Problem description
Print all of the data below word for word, leaving out any pictures.
◇ ◇ ◇ ◇
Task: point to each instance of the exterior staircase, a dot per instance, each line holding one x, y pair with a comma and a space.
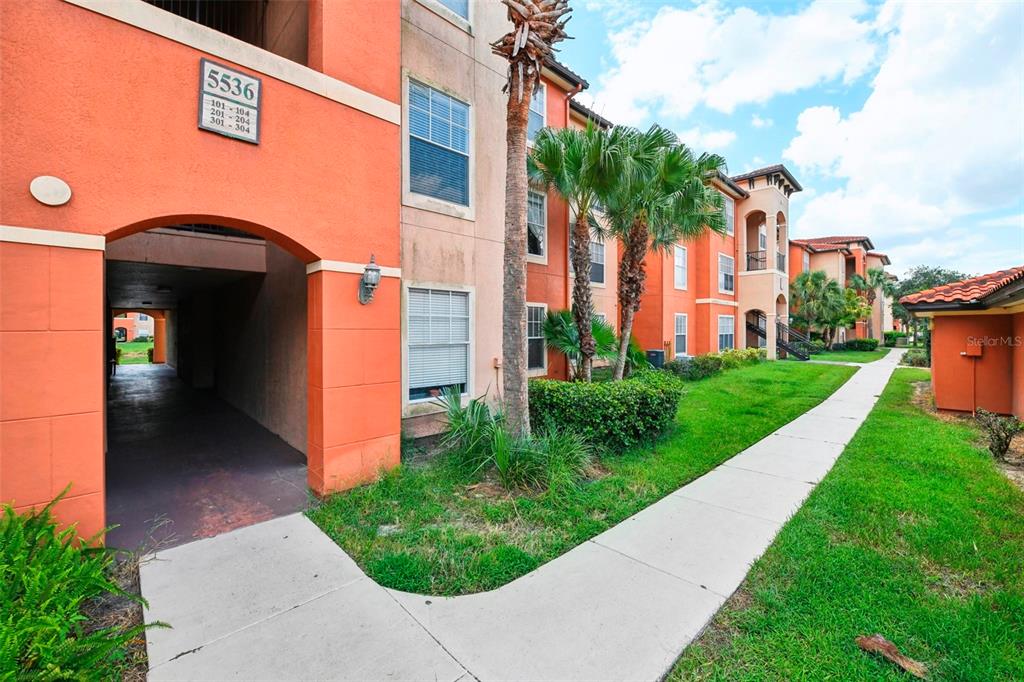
787, 340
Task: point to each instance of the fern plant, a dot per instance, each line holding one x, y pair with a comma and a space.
47, 576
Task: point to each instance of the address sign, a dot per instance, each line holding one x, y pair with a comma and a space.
228, 101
◇ ◇ ◇ ◇
Written solution
Task: point to each instance of the exterior staircase, a dot per instance, each line holding one x, y pair with a comma and a space.
787, 340
Task: point to each instance of the fern plant, a dot per instance, each line holding one x, y pair with a comma and a space.
47, 576
Task: point to each instance of the address sign, a dot per instance, each line holding one x, y pair with a comma and a space.
228, 101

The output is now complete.